Archive for the ‘Sysadmin’ Category

yum update error

Posted by Sam Monday, June 1st, 2009

Updating my CentOS box failed with a TypeError: unsubscriptable object.  (I spent far too long reading that as “unscriptable object”).  Google to the rescue — following Rowan Crane’s helpful advice led me to 

# yum clean metadata; yum update

And all was well.  Thanks!

When backslashes attack (or: rsync sucks)

Posted by Sam Friday, June 20th, 2008

We use BackupPC for our backups, both on our site and at $CLIENT. It’s a great onsite backup tool, really brilliantly done, and I recommend it to anyone who has small office multi-PC backup needs.

BackupPC can connect to clients in a variety of ways, the most useful being rsync and SMB (windows networking). All our machines are on rsync and most of $CLIENT’s are on SMB, just because it was easier to use the networking that was already set up than to install rsync on 20 machines.

Given task 1:
Copy out the lines of the listing word for word, starting at the line that contains "outline green tree, every instance" and ending at the line that contains "L 470 320 L".
Given task 2:
Write the next part of the blog post about BackupPC and rsync, picking up after its last sentence.

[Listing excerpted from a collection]

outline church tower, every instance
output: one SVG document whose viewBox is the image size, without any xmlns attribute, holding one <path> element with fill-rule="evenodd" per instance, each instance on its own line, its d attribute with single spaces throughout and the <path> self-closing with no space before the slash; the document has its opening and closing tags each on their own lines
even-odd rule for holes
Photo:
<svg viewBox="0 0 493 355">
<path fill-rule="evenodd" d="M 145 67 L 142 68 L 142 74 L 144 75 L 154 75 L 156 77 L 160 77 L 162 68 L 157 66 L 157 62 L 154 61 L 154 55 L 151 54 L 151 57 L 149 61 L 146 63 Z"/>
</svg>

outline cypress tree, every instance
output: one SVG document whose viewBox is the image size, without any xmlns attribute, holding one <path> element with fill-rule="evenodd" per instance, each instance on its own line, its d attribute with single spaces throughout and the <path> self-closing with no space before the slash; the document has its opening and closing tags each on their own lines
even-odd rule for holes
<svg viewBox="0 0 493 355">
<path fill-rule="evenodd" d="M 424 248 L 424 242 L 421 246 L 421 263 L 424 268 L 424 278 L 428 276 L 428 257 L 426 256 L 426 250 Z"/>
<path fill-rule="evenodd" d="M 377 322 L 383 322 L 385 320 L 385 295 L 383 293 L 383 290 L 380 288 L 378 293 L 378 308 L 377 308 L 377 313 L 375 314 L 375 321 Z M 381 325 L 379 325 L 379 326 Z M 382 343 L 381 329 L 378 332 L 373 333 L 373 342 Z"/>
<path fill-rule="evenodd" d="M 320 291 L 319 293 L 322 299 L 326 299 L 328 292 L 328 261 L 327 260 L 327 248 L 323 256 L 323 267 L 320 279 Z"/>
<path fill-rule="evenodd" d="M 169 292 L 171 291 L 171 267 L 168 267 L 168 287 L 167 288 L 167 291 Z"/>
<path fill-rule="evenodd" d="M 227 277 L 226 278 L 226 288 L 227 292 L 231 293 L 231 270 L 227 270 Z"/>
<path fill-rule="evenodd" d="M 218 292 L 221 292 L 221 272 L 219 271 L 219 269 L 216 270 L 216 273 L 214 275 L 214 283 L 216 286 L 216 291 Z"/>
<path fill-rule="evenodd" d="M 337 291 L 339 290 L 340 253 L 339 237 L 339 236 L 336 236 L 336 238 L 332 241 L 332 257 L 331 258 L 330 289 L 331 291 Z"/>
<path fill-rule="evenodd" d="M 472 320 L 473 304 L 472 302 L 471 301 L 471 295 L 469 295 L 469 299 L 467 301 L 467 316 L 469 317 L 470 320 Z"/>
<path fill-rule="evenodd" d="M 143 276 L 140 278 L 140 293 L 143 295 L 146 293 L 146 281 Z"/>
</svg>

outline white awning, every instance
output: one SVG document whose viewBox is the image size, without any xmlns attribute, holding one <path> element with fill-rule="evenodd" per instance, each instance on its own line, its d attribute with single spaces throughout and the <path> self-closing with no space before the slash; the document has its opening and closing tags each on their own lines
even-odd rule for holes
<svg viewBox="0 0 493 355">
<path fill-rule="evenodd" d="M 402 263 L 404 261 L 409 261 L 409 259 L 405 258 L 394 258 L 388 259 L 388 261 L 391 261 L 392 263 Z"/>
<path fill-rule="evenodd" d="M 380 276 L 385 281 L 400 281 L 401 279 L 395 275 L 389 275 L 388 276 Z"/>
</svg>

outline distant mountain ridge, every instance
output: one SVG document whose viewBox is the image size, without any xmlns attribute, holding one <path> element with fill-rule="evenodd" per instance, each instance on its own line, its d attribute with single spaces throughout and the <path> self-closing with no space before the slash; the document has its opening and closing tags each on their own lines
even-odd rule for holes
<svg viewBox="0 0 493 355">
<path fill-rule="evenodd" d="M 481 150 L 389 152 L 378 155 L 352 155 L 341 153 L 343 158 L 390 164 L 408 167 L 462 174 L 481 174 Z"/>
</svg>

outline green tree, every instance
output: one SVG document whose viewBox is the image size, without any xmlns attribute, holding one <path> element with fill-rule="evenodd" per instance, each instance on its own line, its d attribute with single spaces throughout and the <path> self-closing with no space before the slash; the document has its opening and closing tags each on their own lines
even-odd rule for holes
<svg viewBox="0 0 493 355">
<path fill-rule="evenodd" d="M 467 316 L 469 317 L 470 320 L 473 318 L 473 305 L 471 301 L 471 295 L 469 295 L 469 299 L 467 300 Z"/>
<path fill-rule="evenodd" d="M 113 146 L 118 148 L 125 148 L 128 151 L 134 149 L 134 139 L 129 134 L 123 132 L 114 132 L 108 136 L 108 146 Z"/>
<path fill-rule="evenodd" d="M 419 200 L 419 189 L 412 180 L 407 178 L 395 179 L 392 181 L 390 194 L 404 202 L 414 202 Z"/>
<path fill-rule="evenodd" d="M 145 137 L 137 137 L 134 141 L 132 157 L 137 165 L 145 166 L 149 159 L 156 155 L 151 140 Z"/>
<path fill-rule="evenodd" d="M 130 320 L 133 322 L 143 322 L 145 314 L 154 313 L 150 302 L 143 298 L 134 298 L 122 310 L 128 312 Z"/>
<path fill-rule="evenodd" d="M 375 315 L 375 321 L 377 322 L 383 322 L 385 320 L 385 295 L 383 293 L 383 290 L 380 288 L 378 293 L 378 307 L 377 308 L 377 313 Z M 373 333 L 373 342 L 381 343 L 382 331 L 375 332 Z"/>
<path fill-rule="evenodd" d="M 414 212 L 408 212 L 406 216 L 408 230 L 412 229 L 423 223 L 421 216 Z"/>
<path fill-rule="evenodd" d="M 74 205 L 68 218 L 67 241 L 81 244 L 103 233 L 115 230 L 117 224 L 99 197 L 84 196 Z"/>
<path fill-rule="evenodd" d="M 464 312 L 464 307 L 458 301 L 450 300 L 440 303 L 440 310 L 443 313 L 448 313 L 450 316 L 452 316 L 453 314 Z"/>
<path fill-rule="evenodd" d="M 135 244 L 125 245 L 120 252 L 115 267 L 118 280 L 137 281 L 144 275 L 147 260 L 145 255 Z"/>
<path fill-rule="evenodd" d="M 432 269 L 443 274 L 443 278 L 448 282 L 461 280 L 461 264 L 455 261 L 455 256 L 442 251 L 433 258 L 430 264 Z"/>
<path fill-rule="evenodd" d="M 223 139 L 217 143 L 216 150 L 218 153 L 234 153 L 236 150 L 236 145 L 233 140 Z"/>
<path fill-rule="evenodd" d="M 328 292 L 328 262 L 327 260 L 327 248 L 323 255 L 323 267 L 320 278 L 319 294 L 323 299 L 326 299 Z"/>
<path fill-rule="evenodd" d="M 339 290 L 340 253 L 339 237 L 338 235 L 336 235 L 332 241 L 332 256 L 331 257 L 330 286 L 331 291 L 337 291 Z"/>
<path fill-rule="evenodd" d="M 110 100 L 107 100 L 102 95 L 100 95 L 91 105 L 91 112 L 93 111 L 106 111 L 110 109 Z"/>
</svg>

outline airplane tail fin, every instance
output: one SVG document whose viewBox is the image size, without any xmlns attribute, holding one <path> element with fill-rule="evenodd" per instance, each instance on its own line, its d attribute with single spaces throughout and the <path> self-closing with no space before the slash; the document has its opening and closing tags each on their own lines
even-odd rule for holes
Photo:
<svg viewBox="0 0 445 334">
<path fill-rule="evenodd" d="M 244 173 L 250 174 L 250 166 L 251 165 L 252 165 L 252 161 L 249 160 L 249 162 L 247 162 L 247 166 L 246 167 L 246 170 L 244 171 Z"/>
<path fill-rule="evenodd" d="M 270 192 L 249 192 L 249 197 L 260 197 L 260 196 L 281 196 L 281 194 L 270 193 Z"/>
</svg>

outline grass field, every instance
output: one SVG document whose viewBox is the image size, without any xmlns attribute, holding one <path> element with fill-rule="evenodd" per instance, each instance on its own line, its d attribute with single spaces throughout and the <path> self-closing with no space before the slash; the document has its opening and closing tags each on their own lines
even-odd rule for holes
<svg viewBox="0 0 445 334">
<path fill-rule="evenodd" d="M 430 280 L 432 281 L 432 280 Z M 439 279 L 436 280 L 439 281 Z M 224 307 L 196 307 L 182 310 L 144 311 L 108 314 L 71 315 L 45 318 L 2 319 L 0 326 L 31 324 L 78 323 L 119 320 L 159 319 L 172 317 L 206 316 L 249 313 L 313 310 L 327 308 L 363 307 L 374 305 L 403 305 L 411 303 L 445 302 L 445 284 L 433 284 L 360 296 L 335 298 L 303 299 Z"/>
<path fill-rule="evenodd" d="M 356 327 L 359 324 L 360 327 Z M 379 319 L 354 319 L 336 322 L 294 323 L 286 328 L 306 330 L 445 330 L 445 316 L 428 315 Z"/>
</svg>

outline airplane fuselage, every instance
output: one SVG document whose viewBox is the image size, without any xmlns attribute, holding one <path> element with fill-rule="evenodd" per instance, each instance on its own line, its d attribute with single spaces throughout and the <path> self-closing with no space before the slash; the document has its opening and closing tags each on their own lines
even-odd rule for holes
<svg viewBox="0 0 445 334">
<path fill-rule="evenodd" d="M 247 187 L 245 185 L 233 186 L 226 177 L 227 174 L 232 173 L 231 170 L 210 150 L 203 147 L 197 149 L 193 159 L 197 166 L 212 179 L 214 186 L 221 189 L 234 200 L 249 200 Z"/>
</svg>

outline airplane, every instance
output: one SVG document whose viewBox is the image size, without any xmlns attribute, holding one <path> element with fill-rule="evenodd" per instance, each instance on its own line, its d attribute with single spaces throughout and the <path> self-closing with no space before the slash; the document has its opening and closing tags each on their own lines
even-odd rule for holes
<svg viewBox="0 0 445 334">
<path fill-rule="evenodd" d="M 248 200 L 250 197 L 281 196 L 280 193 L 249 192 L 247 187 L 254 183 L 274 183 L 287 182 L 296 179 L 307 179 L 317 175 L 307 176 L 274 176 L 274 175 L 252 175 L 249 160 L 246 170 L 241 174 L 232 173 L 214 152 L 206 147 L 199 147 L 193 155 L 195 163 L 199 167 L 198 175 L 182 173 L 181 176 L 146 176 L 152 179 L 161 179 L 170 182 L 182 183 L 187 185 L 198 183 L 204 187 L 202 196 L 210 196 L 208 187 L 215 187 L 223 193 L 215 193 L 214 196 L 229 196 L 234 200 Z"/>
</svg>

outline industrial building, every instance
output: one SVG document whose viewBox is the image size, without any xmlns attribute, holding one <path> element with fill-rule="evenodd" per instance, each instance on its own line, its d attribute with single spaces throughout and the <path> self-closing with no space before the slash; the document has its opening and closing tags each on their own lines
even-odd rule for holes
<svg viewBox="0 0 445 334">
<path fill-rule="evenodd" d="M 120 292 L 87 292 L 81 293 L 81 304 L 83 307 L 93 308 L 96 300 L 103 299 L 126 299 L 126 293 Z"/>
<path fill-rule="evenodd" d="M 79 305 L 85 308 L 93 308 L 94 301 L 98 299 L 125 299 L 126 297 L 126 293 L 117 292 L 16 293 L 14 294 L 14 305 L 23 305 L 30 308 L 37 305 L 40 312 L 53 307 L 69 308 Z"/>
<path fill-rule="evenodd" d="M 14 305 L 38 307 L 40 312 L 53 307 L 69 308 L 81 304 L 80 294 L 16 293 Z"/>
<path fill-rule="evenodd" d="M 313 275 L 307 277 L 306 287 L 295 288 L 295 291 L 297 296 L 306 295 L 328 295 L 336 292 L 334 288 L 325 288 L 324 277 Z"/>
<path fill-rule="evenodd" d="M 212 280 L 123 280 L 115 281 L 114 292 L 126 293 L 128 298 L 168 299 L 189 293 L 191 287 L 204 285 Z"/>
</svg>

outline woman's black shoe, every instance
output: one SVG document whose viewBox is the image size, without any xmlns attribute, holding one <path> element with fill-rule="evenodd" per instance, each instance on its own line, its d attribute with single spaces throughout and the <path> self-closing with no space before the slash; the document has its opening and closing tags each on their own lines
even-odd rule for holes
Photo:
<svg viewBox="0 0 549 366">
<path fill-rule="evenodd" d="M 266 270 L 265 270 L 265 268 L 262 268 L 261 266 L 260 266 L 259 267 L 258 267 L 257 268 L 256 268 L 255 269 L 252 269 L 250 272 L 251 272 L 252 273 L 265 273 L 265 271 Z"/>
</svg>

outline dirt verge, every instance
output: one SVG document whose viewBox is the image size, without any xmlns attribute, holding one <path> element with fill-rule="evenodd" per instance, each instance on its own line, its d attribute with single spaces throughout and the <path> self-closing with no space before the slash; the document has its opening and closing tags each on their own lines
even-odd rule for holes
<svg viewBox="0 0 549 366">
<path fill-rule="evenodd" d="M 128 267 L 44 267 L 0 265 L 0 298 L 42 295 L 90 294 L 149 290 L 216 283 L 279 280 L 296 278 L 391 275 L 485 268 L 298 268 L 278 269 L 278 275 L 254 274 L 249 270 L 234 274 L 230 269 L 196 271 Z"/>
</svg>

Task result 1:
outline green tree, every instance
output: one SVG document whose viewBox is the image size, without any xmlns attribute, holding one <path> element with fill-rule="evenodd" per instance, each instance on its own line, its d attribute with single spaces throughout and the <path> self-closing with no space before the slash; the document has its opening and closing tags each on their own lines
even-odd rule for holes
<svg viewBox="0 0 493 355">
<path fill-rule="evenodd" d="M 467 316 L 469 317 L 470 320 L 473 318 L 473 305 L 471 301 L 471 295 L 469 295 L 469 299 L 467 300 Z"/>

Task result 2:
Recently we switched a key computer to rsync because it had been having problems with SMB. I got most of the files being backed up but there was a problem with the Documents and Settings directory, which is, um, important. So I hacked on the config files for a while and couldn’t get it to work. I eventually split all but the Documents and Settings directory into its own host so at least that stuff (accounting databases) would be being backed up.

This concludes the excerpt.